:: Task brief ::
Pull out every line in the listing below that contains the word "leaf".

:: Input data ::
####

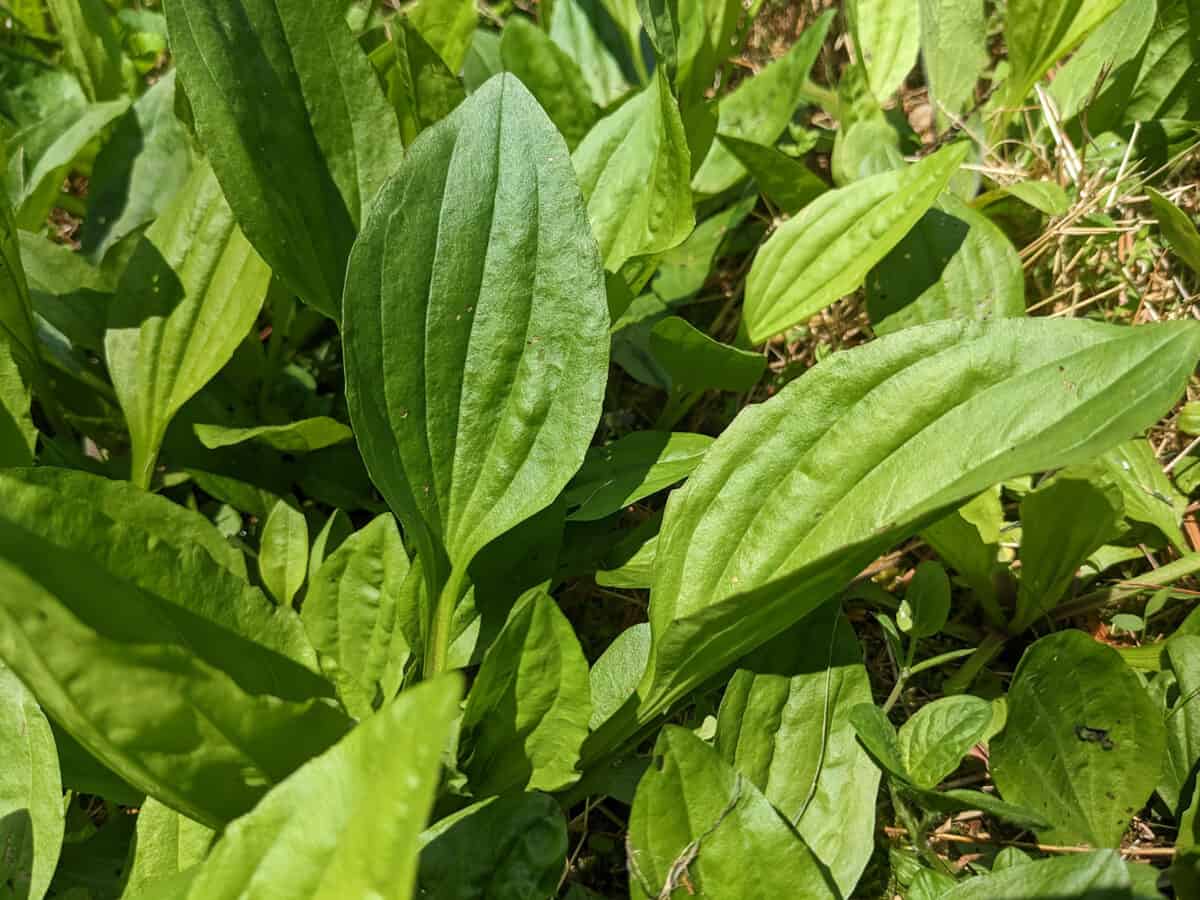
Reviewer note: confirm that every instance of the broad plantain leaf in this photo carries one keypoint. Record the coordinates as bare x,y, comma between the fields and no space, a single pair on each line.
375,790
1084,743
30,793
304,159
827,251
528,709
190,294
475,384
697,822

####

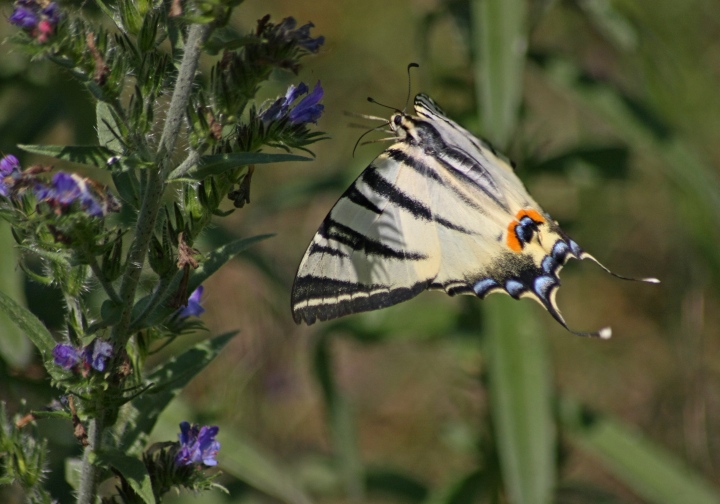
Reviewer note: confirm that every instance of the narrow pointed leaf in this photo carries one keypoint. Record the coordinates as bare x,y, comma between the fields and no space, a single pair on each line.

####

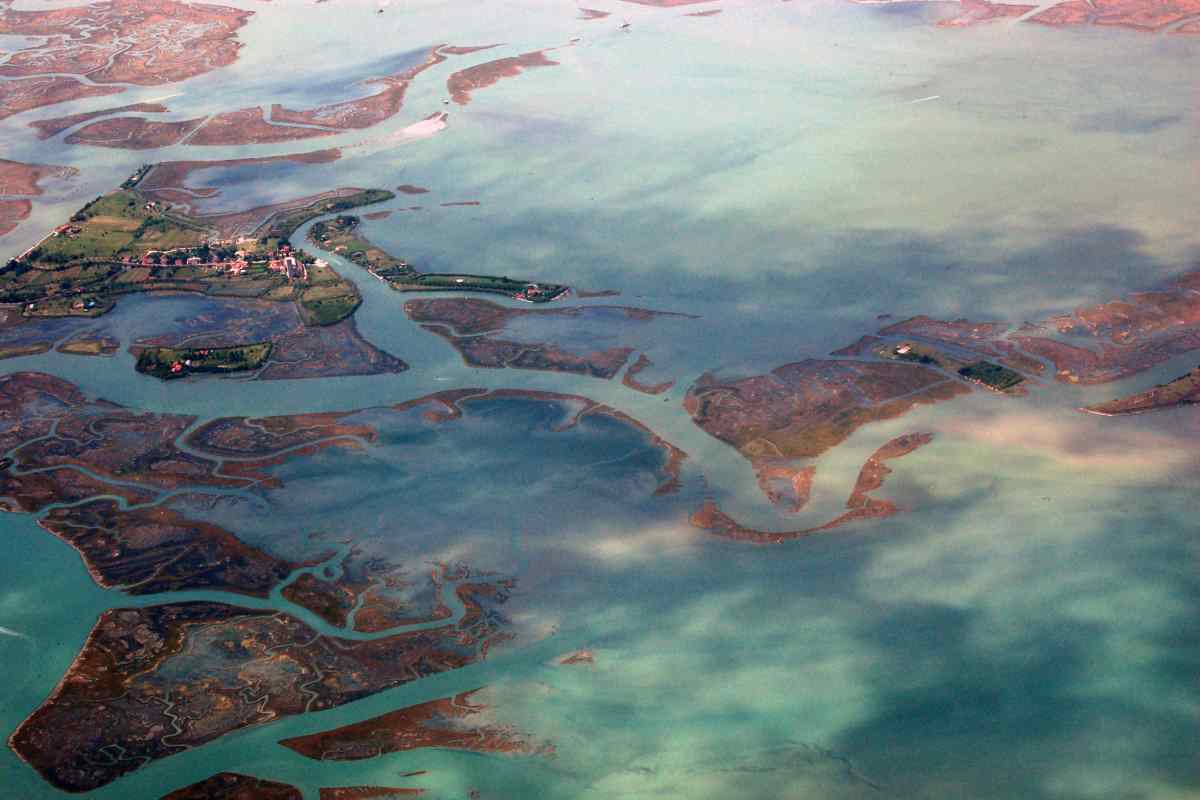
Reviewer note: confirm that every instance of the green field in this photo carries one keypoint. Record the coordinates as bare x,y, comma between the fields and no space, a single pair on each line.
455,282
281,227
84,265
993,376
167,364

####

:: Finished task ::
Reviewer note: confirm that every instance of the broad plantain leaf in this photo carries one keypoint. Record the coordinates as bare x,y, comma between the fields and no space, a single pair on each line.
Reviewer note: confirm that every instance of the narrow pointed leaf in this photo carries one keypoint. Record the coordinates as bare x,y, comma between the fields and no space, a single pair on each line.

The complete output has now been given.